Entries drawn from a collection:
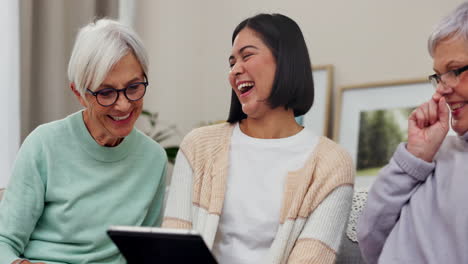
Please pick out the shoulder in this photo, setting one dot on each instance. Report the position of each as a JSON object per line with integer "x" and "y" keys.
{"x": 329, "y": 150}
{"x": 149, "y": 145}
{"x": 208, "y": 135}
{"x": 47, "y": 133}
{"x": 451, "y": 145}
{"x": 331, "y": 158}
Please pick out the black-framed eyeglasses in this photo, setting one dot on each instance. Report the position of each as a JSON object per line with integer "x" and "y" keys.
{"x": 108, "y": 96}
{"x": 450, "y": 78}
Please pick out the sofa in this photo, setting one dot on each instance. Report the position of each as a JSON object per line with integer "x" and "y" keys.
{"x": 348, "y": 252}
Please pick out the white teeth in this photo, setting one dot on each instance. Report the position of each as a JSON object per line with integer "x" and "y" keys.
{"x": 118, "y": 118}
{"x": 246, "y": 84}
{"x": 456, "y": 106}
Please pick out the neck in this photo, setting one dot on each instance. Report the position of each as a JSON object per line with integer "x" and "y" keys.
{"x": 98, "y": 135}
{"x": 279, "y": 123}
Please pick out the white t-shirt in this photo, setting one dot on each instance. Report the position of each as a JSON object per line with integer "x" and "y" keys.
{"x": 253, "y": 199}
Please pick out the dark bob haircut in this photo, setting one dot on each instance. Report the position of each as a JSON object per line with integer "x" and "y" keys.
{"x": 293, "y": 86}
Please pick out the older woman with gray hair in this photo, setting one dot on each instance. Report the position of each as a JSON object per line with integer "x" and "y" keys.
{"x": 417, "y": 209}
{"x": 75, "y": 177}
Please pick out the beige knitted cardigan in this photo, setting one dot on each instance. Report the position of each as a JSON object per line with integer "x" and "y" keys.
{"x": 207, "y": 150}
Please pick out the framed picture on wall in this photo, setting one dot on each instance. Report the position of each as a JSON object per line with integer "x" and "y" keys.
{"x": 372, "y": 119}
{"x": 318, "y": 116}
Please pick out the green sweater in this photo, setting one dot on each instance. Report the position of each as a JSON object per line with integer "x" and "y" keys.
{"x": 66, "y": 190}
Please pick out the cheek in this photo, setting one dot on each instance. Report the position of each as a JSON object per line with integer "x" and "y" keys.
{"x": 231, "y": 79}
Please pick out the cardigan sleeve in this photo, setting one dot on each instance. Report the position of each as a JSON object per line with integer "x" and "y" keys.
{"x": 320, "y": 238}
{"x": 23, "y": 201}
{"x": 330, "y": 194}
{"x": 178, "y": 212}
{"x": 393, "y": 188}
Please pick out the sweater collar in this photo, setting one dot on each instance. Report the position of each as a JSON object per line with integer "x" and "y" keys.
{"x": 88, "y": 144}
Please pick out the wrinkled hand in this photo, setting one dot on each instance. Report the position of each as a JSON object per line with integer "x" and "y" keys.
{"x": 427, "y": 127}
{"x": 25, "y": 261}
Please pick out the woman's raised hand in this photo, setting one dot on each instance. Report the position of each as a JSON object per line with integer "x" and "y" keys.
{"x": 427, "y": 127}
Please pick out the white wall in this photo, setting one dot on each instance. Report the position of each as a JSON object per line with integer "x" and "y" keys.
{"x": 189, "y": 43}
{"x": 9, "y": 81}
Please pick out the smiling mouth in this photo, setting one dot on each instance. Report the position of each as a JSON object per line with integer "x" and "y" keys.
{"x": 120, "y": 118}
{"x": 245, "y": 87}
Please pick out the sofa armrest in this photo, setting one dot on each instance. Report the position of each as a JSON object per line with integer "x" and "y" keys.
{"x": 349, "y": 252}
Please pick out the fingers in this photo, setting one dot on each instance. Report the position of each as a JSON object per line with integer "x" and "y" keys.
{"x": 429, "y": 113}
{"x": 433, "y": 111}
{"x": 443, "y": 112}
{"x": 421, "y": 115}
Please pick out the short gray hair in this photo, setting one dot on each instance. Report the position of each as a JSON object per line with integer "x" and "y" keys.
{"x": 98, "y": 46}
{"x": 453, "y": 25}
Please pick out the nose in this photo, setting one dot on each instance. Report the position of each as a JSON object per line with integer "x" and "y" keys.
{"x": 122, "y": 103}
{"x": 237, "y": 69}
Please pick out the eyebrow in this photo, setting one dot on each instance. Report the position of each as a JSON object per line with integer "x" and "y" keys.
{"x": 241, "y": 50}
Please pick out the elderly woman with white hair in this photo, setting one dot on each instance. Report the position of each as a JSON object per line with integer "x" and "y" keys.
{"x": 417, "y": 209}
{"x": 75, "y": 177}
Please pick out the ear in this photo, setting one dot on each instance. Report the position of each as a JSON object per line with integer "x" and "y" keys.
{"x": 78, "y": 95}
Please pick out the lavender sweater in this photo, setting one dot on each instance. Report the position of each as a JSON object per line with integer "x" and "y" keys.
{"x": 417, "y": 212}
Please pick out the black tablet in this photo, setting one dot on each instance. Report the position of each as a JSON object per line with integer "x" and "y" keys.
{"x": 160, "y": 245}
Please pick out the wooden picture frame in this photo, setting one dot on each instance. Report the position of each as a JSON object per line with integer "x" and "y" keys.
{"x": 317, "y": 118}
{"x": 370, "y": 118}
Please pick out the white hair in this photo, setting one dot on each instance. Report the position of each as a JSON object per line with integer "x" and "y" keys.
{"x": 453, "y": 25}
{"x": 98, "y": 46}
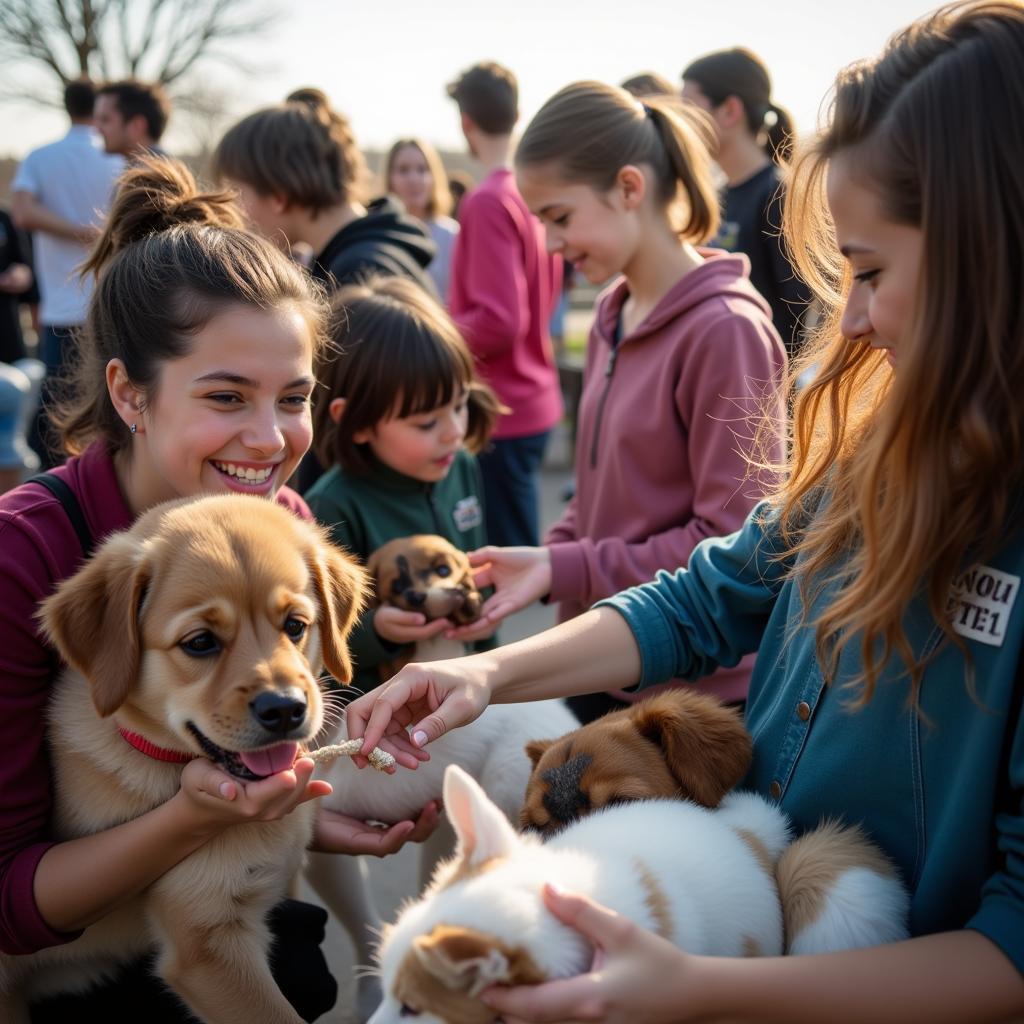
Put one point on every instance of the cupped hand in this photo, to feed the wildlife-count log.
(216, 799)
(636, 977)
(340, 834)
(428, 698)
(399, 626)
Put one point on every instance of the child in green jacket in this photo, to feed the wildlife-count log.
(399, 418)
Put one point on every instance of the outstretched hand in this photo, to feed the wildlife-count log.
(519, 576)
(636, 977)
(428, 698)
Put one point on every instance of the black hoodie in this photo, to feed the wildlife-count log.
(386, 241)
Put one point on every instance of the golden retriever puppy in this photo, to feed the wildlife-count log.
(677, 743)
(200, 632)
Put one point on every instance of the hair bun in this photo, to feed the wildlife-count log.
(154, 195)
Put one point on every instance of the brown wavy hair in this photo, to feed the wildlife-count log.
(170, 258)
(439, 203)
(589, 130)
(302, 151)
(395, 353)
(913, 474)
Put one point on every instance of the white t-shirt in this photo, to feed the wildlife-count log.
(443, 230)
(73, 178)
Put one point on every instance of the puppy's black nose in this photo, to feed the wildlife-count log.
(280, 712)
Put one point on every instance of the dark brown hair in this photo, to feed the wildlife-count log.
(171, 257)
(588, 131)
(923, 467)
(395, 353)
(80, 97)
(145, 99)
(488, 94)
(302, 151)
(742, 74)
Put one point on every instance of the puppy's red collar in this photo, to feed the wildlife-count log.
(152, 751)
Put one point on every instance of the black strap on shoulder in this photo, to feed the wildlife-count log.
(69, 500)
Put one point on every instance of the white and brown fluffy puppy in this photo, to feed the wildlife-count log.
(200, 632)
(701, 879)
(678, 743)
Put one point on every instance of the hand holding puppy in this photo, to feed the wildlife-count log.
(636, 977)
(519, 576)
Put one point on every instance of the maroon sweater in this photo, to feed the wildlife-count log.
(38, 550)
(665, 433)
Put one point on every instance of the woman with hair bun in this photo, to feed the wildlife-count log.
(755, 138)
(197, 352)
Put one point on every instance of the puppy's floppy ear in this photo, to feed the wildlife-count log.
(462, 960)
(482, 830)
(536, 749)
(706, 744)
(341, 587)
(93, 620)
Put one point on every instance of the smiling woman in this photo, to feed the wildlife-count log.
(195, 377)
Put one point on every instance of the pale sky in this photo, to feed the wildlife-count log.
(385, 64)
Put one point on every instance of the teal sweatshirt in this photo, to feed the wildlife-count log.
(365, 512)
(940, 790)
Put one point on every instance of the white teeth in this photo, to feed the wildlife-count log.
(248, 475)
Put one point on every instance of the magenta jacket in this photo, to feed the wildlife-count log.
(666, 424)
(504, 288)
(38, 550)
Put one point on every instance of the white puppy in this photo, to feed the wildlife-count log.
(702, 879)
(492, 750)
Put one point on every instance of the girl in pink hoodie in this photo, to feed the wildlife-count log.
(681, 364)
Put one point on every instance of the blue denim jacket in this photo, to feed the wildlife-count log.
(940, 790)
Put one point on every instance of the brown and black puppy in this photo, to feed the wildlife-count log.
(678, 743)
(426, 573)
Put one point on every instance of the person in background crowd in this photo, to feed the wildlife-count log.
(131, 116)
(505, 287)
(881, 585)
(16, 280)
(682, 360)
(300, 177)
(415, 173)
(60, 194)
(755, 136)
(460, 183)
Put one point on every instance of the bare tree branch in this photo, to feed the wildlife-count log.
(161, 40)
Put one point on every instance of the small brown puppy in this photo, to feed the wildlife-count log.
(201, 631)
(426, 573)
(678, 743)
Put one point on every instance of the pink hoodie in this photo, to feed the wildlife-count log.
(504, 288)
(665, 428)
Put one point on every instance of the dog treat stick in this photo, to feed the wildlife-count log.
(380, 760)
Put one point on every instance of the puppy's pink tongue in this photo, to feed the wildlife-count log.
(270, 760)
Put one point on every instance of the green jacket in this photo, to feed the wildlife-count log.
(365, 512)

--

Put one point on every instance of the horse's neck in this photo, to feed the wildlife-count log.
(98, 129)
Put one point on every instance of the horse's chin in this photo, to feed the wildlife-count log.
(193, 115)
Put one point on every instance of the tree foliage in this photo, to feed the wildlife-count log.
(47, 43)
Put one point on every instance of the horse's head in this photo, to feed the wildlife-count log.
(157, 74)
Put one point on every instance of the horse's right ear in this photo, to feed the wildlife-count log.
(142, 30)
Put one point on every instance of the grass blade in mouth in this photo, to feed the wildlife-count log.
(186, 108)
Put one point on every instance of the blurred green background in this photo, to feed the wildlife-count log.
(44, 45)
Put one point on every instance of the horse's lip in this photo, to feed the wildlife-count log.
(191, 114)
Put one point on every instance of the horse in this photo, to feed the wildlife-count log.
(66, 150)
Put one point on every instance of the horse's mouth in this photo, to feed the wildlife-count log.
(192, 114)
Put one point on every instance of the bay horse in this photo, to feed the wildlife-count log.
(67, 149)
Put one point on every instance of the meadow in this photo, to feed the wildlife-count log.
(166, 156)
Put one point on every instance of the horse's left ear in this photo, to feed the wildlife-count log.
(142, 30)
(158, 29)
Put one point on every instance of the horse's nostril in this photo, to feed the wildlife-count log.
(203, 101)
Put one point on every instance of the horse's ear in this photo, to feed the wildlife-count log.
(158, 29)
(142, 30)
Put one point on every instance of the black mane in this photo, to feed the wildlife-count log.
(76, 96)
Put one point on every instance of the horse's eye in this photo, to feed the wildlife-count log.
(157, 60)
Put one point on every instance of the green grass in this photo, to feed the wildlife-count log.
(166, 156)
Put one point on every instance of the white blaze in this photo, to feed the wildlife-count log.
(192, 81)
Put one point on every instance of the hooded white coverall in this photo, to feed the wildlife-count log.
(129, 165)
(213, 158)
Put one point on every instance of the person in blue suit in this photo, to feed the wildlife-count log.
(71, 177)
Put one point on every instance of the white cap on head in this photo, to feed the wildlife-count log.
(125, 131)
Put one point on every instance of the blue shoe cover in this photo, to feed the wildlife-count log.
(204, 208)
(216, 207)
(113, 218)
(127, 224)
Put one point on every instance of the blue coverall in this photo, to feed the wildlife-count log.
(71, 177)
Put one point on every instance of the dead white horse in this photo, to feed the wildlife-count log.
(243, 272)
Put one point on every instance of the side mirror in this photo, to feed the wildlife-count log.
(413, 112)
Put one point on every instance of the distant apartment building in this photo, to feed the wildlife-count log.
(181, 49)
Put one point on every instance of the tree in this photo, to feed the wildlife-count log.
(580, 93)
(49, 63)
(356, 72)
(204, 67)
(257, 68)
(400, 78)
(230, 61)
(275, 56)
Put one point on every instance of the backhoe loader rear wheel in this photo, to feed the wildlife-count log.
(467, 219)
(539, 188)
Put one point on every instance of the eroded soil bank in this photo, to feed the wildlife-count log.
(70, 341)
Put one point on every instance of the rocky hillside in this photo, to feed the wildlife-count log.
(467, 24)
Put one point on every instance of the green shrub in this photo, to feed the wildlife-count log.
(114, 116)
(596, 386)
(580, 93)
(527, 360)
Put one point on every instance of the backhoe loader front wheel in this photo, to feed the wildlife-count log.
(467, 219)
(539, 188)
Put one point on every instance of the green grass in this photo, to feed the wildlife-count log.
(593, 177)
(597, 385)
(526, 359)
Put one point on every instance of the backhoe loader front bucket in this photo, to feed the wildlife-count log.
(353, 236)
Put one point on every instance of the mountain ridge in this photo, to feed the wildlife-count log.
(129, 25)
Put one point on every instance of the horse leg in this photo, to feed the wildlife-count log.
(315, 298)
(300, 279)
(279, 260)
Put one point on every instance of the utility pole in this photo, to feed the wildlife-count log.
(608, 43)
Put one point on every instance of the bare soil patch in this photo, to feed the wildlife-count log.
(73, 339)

EXERCISE PROMPT — Can you locate every line in the items above that contains the string "shoulder" and copy each of those lines out? Uppercase and lowercase count as different.

SOLUTION FOR THIS TASK —
Please pick out the shoulder in this photo, setting one dot on each instance. Report the position of each as a JSON object per line with integer "x" and "y" keys.
Put one point on every instance of the black strap on shoulder in this photo, to feed the wildlife-count log.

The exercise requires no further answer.